**Task:** Omit all pictures, then retype the data exactly as given.

**Source records:**

================================

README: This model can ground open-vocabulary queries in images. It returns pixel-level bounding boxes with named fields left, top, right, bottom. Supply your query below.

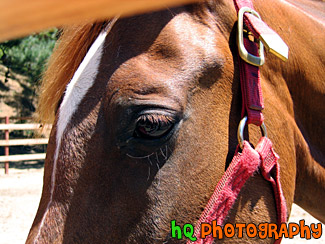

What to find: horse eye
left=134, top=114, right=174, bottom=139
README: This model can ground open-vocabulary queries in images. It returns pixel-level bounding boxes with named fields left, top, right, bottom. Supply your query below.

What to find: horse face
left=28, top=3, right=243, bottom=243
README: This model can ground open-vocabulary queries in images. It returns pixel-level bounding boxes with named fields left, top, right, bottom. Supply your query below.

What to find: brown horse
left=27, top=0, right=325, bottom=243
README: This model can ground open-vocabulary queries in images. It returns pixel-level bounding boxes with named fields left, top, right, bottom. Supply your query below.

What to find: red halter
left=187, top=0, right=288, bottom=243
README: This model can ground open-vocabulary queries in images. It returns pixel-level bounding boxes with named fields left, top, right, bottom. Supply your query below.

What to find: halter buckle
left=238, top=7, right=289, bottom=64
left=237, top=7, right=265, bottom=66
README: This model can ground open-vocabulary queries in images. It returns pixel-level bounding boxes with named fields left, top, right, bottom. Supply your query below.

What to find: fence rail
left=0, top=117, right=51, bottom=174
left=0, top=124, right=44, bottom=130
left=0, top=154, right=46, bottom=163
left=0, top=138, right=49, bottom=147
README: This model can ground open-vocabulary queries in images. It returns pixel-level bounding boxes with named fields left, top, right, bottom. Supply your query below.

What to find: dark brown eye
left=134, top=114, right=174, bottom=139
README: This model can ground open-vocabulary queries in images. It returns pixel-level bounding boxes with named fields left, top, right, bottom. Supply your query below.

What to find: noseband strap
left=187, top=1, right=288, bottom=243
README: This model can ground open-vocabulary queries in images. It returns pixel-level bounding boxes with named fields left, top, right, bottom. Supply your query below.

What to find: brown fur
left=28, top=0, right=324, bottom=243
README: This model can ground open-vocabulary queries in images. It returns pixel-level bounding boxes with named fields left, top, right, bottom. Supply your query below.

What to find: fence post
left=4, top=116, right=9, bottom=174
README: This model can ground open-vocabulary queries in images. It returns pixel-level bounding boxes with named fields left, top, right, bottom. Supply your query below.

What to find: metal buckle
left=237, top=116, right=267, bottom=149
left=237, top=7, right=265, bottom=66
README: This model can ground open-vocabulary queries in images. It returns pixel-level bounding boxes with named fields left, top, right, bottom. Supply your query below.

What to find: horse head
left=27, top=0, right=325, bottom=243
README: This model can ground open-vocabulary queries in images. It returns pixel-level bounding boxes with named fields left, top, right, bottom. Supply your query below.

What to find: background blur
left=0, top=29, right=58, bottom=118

================================

**Written solution:**
README: This model can ground open-vocabulary queries in images. It returns pixel-level bounding boxes with named fields left, top, right, bottom. Supply your query below.


What to find: horse eye
left=134, top=114, right=174, bottom=139
README: This model can ground open-vocabulary queries in images. It returns pixel-level bounding boxes with named fields left, top, right, bottom. Supply your query below.

What to find: horse face
left=28, top=3, right=243, bottom=243
README: This model can ground open-vocabulary queries in images. It returns pixel-level bounding boxes with named fields left, top, right, bottom. Supply your query below.

What to find: brown horse
left=27, top=0, right=325, bottom=243
README: This model can ground open-vocabulary queries in images. It returns pixel-level bounding boxes with named fields left, top, right, bottom. Supply your query below.

What to find: red halter
left=187, top=0, right=288, bottom=243
README: This model can ground open-vocabulary queries in images. It returns pixel-level bounding boxes with named fields left, top, right, bottom. Supply your query below.

What to find: halter buckle
left=238, top=7, right=289, bottom=64
left=237, top=7, right=265, bottom=66
README: This model can ground open-vocabulary queries in images. It returns pixel-level bounding boxes with named fields left, top, right, bottom. Supply your query below.

What to find: fence rail
left=0, top=117, right=51, bottom=174
left=0, top=124, right=44, bottom=130
left=0, top=154, right=46, bottom=163
left=0, top=138, right=49, bottom=147
README: This model can ground open-vocabulary queries in images. It returns pixel-level bounding boxes with named fields left, top, right, bottom. Supply your query below.

What to find: dark brown eye
left=134, top=114, right=174, bottom=139
README: This model can ground open-vocabulary queries in images. It returns pixel-level bounding boxes with named fields left, top, right, bottom. Supply your query below.

What to find: noseband strap
left=187, top=1, right=288, bottom=243
README: This model can ground open-vocabulary queries in images. It returns pixel-level bounding boxes with named fields left, top, right, bottom. Supply your query below.

What to find: brown fur
left=28, top=0, right=324, bottom=243
README: This model can ground open-vocabulary queries in images. It returns pixel-level bounding boxes with named fields left, top, right, bottom. Supply your query below.

What to find: fence post
left=4, top=116, right=9, bottom=174
README: This model can ground open-vocabulary queries in images. It returns pixel-level bounding boxes with named fields left, top, right, bottom. Supply your query below.

What to find: metal buckle
left=237, top=116, right=267, bottom=149
left=237, top=7, right=265, bottom=66
README: This model can ground open-vocabulary queries in images. It returns pixel-level bounding boxes with named fields left, top, right, bottom. Supply your query below.

What to find: horse head
left=27, top=0, right=325, bottom=243
README: This model can ground open-vocabulary queries in images. It returns pixel-level bounding boxes with named fields left, top, right, bottom. Supply your query below.

What to find: background blur
left=0, top=29, right=58, bottom=118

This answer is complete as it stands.